EXERCISE GOAL:
Put the lines starting at the one containing "task: outline the tree trunk" and ending at the last line below into a JSON list of strings, one string per line, with blank lines left out.

Saved data entries:
——————

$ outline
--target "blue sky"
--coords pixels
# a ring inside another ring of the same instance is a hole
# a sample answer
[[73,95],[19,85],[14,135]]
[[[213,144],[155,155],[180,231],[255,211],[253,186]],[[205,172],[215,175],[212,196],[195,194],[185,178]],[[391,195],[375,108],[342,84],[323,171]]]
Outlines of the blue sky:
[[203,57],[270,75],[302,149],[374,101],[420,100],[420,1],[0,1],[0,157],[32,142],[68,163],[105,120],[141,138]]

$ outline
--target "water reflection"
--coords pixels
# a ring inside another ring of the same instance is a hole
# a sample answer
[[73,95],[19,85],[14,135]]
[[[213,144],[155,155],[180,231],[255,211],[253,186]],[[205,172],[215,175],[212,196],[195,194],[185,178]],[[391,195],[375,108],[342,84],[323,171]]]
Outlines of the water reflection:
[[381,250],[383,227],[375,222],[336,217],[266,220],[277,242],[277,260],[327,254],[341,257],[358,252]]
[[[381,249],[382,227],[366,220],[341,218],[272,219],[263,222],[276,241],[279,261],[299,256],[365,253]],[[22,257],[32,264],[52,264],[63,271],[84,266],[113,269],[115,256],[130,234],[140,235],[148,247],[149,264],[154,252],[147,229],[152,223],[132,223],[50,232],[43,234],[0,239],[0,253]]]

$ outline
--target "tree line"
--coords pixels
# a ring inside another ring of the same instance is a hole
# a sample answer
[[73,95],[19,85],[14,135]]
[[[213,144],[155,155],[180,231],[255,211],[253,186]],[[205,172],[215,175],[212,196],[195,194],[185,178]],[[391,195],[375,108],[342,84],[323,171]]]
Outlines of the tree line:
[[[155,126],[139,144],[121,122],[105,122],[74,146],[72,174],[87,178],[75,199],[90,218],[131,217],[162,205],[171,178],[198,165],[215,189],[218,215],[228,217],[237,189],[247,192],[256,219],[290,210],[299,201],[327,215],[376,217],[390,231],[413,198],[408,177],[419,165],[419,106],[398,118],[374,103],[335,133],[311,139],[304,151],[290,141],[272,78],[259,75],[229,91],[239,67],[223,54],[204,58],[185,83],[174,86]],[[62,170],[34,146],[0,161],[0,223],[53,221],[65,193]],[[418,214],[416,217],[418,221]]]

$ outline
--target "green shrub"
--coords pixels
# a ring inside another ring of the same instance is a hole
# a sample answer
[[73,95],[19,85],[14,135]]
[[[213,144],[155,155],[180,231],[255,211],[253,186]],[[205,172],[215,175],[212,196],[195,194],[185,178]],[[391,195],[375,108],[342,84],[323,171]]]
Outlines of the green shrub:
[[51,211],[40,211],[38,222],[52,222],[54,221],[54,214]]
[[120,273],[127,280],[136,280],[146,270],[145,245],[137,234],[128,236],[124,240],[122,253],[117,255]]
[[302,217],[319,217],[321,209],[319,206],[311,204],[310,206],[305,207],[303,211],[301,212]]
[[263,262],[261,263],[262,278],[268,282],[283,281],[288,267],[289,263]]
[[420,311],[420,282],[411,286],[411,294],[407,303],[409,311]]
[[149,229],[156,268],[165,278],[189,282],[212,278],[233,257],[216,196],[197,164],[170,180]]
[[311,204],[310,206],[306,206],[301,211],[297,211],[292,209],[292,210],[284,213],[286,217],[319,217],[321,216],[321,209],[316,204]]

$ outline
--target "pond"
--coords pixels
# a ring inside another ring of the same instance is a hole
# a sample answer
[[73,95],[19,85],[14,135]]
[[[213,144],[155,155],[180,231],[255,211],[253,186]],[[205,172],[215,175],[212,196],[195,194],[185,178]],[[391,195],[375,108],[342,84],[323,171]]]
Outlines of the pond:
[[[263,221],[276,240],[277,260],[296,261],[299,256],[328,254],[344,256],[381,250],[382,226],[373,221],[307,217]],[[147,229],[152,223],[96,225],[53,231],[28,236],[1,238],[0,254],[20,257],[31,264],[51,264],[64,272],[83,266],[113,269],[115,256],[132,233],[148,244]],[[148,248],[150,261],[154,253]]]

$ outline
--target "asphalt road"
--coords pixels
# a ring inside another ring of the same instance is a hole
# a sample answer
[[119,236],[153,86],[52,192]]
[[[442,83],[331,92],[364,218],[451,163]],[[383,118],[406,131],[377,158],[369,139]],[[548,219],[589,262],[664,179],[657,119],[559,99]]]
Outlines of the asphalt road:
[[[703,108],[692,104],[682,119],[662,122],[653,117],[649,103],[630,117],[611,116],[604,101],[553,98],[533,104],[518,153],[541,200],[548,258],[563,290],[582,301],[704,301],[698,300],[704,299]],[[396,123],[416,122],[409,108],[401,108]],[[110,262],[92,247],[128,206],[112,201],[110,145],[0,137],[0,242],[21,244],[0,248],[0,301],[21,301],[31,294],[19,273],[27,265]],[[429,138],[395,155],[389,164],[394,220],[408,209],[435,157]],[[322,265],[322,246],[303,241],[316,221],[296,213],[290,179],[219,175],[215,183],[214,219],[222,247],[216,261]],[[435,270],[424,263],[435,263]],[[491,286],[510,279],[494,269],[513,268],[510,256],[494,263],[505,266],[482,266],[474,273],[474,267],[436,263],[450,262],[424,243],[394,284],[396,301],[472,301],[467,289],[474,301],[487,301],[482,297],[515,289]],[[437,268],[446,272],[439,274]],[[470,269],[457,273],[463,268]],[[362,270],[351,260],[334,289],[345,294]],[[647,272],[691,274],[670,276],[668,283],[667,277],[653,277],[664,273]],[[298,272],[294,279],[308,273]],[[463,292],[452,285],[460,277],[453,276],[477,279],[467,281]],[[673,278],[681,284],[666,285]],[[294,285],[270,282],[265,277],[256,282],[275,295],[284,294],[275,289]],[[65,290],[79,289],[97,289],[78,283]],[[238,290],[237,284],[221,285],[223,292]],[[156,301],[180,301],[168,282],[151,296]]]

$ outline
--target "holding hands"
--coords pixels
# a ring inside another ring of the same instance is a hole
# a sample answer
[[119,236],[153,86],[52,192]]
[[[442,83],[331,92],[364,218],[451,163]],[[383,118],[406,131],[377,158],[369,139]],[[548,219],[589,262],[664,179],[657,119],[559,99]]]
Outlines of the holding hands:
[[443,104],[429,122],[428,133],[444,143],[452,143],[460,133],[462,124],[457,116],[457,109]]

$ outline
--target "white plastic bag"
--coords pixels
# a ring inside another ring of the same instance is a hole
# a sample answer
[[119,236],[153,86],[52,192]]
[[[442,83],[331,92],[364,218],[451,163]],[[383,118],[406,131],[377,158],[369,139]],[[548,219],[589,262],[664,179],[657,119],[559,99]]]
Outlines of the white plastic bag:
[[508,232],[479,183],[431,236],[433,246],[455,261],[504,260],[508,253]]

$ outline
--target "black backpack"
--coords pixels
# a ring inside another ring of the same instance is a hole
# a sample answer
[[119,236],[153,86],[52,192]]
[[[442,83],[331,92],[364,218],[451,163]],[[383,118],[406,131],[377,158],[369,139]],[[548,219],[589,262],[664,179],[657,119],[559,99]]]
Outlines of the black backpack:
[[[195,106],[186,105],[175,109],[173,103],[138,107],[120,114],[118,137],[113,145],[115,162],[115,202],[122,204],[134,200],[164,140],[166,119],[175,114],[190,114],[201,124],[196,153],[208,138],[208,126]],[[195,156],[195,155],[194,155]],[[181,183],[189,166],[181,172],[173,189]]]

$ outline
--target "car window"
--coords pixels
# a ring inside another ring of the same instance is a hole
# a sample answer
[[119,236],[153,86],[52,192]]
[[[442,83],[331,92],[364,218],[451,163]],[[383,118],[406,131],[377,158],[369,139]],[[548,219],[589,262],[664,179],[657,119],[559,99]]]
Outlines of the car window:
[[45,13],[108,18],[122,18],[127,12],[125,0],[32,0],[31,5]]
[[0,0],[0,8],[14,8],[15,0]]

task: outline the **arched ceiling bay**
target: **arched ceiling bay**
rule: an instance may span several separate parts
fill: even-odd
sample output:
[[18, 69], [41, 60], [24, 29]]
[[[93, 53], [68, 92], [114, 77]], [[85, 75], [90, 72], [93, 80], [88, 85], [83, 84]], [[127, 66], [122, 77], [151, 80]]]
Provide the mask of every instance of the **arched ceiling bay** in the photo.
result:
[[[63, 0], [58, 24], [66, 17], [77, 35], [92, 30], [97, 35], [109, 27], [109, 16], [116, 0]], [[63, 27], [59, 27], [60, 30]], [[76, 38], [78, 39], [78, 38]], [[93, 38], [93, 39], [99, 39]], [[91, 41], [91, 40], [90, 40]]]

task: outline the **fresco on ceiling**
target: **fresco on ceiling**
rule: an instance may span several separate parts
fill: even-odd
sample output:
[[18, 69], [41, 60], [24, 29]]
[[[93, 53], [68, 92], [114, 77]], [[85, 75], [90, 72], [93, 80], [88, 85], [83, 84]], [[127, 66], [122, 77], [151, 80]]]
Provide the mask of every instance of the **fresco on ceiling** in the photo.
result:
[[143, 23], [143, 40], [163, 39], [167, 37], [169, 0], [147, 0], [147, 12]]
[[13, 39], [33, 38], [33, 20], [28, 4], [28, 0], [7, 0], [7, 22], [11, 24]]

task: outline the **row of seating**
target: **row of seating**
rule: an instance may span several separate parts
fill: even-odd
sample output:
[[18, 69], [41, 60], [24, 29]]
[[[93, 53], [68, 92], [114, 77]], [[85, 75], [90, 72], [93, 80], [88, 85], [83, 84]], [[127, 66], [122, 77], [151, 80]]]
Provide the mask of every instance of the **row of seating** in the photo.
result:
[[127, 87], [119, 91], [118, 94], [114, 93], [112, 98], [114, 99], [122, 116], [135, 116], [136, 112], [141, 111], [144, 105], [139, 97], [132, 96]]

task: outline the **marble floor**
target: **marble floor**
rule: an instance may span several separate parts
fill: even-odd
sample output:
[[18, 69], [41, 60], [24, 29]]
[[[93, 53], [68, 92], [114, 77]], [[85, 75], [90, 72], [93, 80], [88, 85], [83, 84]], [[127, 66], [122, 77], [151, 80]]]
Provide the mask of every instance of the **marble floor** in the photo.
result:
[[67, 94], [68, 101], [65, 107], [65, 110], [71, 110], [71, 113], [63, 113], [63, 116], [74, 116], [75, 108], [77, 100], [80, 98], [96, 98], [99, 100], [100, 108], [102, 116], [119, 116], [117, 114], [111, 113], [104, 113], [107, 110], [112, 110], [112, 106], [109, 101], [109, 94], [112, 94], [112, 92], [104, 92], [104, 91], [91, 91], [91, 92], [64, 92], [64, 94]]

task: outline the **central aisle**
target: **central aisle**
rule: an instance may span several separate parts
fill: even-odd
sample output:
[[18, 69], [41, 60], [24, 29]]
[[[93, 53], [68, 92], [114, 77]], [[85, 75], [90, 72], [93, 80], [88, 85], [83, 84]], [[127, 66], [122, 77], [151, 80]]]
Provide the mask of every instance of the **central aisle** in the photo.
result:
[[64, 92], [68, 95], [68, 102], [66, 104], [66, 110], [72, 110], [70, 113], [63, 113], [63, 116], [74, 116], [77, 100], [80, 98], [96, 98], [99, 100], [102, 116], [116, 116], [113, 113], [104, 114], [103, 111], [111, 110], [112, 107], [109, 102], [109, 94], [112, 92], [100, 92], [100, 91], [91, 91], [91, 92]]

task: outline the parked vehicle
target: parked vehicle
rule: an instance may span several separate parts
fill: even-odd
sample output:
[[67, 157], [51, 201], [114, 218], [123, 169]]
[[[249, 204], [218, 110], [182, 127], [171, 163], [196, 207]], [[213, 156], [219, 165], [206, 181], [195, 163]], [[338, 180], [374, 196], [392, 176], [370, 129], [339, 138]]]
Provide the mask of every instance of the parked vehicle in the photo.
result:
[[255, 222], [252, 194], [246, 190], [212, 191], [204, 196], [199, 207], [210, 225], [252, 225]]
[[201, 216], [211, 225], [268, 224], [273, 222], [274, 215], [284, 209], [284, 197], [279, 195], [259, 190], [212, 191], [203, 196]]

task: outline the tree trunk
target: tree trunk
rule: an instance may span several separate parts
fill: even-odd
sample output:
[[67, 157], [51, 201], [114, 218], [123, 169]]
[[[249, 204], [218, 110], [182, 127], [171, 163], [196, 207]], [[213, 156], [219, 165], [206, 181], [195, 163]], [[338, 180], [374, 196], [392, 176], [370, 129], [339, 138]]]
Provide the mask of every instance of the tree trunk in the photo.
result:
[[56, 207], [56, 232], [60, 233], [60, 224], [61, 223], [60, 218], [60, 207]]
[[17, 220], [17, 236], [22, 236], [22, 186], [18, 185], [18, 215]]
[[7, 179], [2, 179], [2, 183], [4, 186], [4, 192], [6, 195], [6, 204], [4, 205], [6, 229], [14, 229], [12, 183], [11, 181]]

——————

WORKED SOLUTION:
[
  "task: outline the tree trunk",
  "target: tree trunk",
  "rule: an instance may span several separate parts",
  "fill: even-odd",
  "sample output:",
  "[[67, 157], [51, 201], [114, 218], [123, 169]]",
  "[[[249, 204], [218, 110], [182, 127], [171, 163], [196, 207]], [[213, 156], [219, 165], [206, 181], [195, 163]], [[338, 180], [374, 196], [392, 176], [370, 129], [339, 138]]]",
  "Provide the mask of every instance of the tree trunk in the photo.",
  "result:",
  "[[56, 207], [56, 232], [60, 233], [60, 224], [61, 223], [60, 218], [60, 207]]",
  "[[17, 220], [17, 236], [22, 236], [22, 186], [18, 185], [18, 215]]",
  "[[7, 179], [2, 179], [2, 183], [4, 186], [4, 192], [6, 195], [6, 204], [4, 205], [6, 229], [14, 229], [12, 183], [11, 181]]"
]